INSTRUCTIONS TO FOLLOW:
Locate each line in the data below that contains the string "printed", and copy those lines in full. Treat uppercase and lowercase as different.

GIVEN RECORDS:

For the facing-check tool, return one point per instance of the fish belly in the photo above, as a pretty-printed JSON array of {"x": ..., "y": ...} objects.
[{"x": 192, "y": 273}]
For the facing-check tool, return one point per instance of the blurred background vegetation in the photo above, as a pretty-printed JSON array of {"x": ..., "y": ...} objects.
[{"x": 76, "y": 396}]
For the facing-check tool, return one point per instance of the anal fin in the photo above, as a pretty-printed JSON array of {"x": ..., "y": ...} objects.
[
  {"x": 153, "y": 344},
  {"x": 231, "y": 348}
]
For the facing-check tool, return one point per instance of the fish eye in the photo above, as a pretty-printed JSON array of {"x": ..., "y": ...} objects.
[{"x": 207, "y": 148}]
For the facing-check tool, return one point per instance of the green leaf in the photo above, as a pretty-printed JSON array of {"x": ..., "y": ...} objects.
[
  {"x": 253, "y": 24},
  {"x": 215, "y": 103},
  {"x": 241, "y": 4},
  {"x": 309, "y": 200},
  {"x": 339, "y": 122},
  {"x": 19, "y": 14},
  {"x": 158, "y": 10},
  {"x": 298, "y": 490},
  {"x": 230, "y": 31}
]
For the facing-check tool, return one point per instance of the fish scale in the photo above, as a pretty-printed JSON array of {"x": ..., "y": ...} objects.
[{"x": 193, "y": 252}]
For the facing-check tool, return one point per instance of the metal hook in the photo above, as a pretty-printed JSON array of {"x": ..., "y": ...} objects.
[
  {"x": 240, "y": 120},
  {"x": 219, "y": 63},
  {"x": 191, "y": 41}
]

* * *

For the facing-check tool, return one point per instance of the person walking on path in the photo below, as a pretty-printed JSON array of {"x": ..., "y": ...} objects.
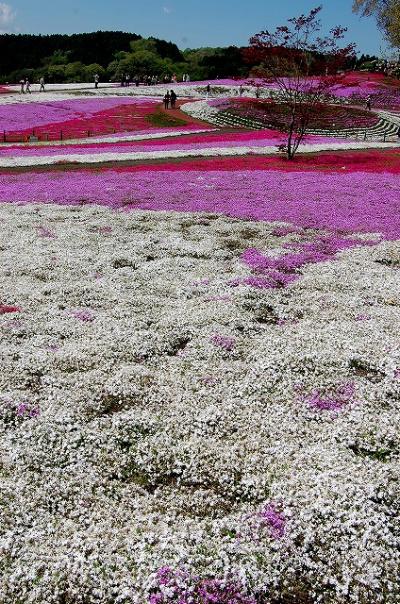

TASK RESULT:
For the facing-check tool, return one point per instance of the fish belly in the photo above, as a pretty-printed JSON array of {"x": ..., "y": ...} objects.
For the facing-check tool, return one point per instance of the blurred background vegetation in the photo above, as a pretty-printed JSON array of {"x": ..., "y": ...} objects.
For the facing-check tool, return one point per instance of the anal fin in the photo above, as a pretty-printed JSON array of {"x": ..., "y": ...} objects.
For the facing-check tool, return one point per instance of the fish eye in the photo above, as a pretty-printed JSON array of {"x": ..., "y": ...} objects.
For the facing-check tool, return one point per instance of the green leaf in the photo above, as a pretty-printed JSON array of {"x": ..., "y": ...} objects.
For the facing-check tool, return one point per instance of the fish scale in the photo above, as a pretty-printed JSON array of {"x": ..., "y": ...} objects.
For the facing-check tool, return one point per instance of the metal hook in the photo above, as a pretty-printed JSON array of {"x": ..., "y": ...} objects.
For the facing-check tool, return one point per instance of the person walking on path in the photo below, as a pretty-printed JSON array of {"x": ..., "y": ...} objects.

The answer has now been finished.